> **TRY IT**
Repeat the entries without change, omitting the pictures.

> **DATASET RECORDS**
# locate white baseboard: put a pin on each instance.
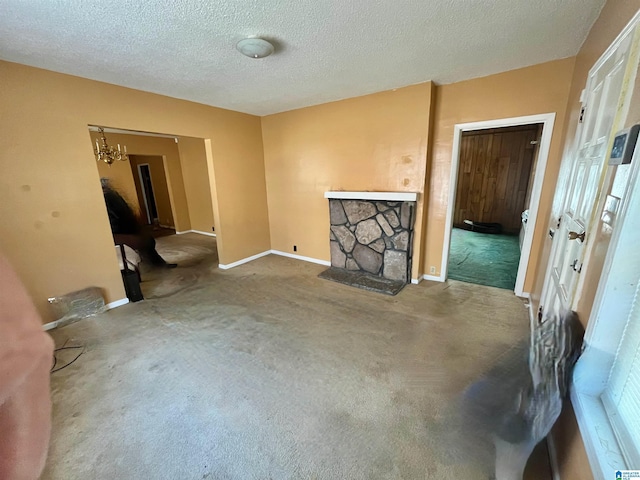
(300, 257)
(208, 234)
(108, 306)
(117, 303)
(244, 260)
(553, 457)
(50, 325)
(200, 232)
(432, 278)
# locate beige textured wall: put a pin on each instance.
(55, 229)
(376, 142)
(121, 178)
(176, 203)
(572, 457)
(196, 182)
(542, 88)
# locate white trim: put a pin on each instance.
(597, 435)
(244, 260)
(433, 278)
(117, 303)
(389, 196)
(108, 306)
(553, 457)
(616, 43)
(300, 257)
(200, 232)
(208, 234)
(548, 120)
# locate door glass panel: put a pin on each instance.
(591, 188)
(594, 106)
(613, 84)
(577, 186)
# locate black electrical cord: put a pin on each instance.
(55, 359)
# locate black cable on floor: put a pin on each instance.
(55, 359)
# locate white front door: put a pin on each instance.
(605, 94)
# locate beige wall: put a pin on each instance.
(376, 142)
(615, 15)
(197, 184)
(55, 229)
(121, 179)
(528, 91)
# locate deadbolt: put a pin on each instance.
(575, 235)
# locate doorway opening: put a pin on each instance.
(168, 184)
(152, 191)
(496, 179)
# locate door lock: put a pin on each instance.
(575, 235)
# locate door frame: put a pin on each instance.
(144, 190)
(547, 120)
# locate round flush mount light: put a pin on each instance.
(255, 47)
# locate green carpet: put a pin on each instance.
(484, 259)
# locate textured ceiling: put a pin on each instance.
(325, 49)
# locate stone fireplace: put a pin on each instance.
(371, 235)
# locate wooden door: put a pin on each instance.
(494, 175)
(601, 117)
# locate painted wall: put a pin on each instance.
(532, 90)
(160, 188)
(615, 15)
(176, 203)
(55, 229)
(196, 183)
(121, 179)
(376, 142)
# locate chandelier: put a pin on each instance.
(107, 153)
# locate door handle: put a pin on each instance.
(574, 266)
(575, 235)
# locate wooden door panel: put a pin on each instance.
(494, 176)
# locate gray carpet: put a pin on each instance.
(266, 371)
(363, 280)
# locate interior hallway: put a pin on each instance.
(266, 371)
(484, 259)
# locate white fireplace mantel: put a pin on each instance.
(389, 196)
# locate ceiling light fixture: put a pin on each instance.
(255, 47)
(107, 153)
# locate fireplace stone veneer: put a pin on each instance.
(372, 235)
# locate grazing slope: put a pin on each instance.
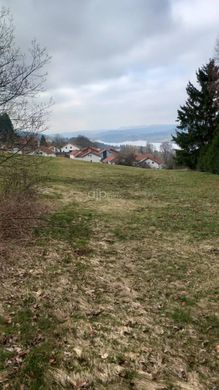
(118, 290)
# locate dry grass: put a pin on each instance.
(123, 294)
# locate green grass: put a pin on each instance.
(118, 290)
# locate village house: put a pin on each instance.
(44, 151)
(90, 154)
(68, 148)
(109, 156)
(147, 160)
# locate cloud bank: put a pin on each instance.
(120, 62)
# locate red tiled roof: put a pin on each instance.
(84, 152)
(46, 150)
(109, 159)
(146, 156)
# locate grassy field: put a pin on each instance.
(118, 289)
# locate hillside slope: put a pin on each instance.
(118, 289)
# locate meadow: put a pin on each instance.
(118, 289)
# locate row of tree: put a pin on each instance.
(198, 129)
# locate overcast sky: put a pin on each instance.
(118, 62)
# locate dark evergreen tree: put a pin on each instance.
(198, 118)
(43, 141)
(7, 133)
(209, 158)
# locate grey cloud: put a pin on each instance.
(117, 62)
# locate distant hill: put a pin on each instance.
(150, 133)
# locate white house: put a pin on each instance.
(148, 161)
(90, 154)
(68, 148)
(43, 151)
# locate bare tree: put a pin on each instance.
(22, 80)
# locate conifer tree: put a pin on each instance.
(7, 133)
(198, 118)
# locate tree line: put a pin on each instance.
(197, 132)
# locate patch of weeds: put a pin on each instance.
(209, 325)
(4, 356)
(71, 224)
(35, 365)
(186, 300)
(181, 316)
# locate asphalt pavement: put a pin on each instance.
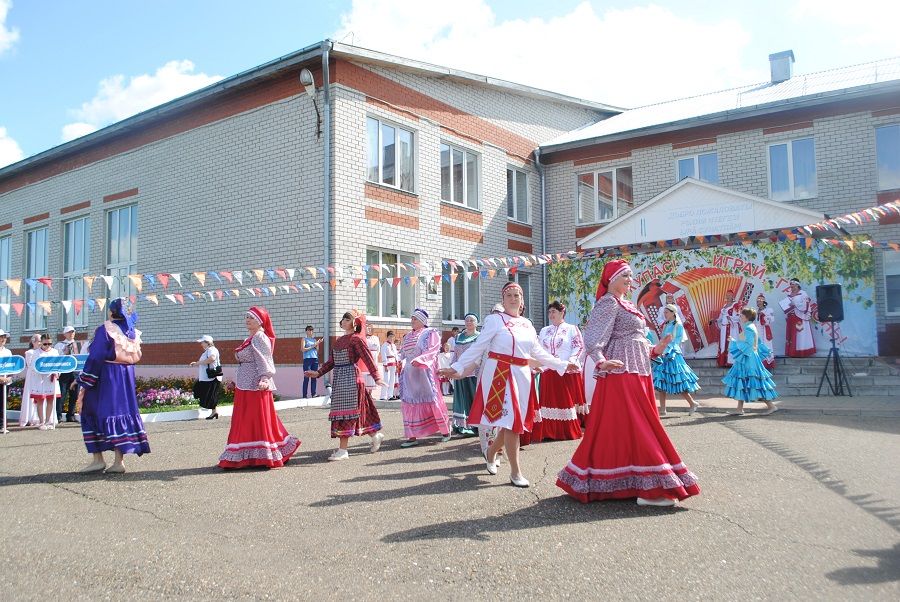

> **SOLUTION FOR THIS EXERCISE**
# locate white baseboard: put a pin on each instance.
(300, 257)
(208, 234)
(108, 306)
(117, 303)
(244, 260)
(553, 457)
(50, 325)
(200, 232)
(432, 278)
# locate beige textured wall: put a pin on each instance.
(55, 229)
(376, 142)
(121, 178)
(176, 203)
(572, 457)
(196, 182)
(542, 88)
# locate white trim: put a pin on each instance.
(597, 435)
(244, 260)
(433, 278)
(117, 303)
(389, 196)
(108, 306)
(553, 457)
(616, 43)
(300, 257)
(200, 232)
(208, 234)
(548, 120)
# locate door glass panel: put a pin on each instance.
(591, 188)
(594, 106)
(613, 84)
(577, 186)
# locate black electrical cord: put a pin on each instance.
(55, 359)
# locate black cable on floor: put a pin on each instance.
(55, 359)
# locate white front door: put a pin on each instance.
(605, 94)
# locate beige wall: put a pin on each instance.
(376, 142)
(615, 15)
(197, 184)
(55, 229)
(121, 179)
(528, 91)
# locate deadbolt: put a pin on each instance.
(575, 235)
# locate doorway opening: put a pin on each instance.
(168, 184)
(152, 191)
(496, 179)
# locate door lock: put a pin on each instance.
(575, 235)
# locate door frame: put a pin on each instance.
(144, 190)
(547, 120)
# locate round flush mount light: put a pin on each instance.
(255, 47)
# locate green carpet: put a pin on each instance.
(484, 259)
# locate textured ceiling: put a pin on each instance.
(325, 49)
# locate stone fireplace: put a pin on each instance.
(371, 235)
# locate wooden door: put a pin on each instance.
(494, 175)
(601, 117)
# locate painted wall: put a pin on each instance.
(532, 90)
(160, 188)
(615, 15)
(176, 203)
(55, 229)
(196, 183)
(121, 179)
(376, 142)
# locate chandelier: put a pin on each instance.
(107, 153)
# locate door handle: put a pin on each instance.
(574, 266)
(575, 235)
# locate wooden door panel: put a pin on each instance.
(494, 176)
# locate gray carpet: put a pin on each instance.
(266, 371)
(363, 280)
# locate interior hallway: put a pin on each instance.
(266, 371)
(484, 259)
# locate white fireplace mantel: put a pin on each instance.
(389, 196)
# locate ceiling light fixture: put a pin on each instance.
(255, 47)
(107, 153)
# locate fireplace stone veneer: put a pin on each instance.
(372, 235)
# locate grazing slope: put a pin on each instance.
(118, 290)
# locate dry grass: put a pin on each instance.
(123, 294)
# locate green grass: put a pin on each instance.
(118, 290)
# locate village house: put a pin on each instance.
(44, 151)
(90, 154)
(68, 148)
(109, 156)
(147, 160)
# locate cloud bank: put a pin on each instance.
(120, 62)
# locate red tiled roof: put a pin on each instance.
(84, 152)
(46, 150)
(109, 159)
(146, 156)
# locate grassy field: put a pin on each instance.
(118, 289)
# locate hillside slope: put a pin on each instance.
(118, 289)
# locate meadow: put a pin on each instance.
(118, 289)
# locate row of tree: put a pin on each instance.
(198, 129)
# locate overcast sky: put a pin on each instance.
(118, 62)
# locate dark evergreen tree: put a pin on each instance.
(198, 118)
(43, 141)
(7, 133)
(209, 158)
# locate grey cloud: put a pin on each instance.
(117, 62)
# locate distant hill: put a pin on each instance.
(150, 133)
# locate white house: put a pin on each instance.
(148, 161)
(90, 154)
(68, 148)
(43, 151)
# locate bare tree: put a pin on each instance.
(22, 80)
# locate conifer tree: put a pin on each instance.
(7, 133)
(198, 118)
# locate tree line: put a pin on each instance.
(197, 132)
# locate patch of weeds: put a pin on each instance.
(209, 325)
(4, 356)
(71, 224)
(35, 365)
(186, 300)
(181, 316)
# locate asphalt pavement: put a pin on each instance.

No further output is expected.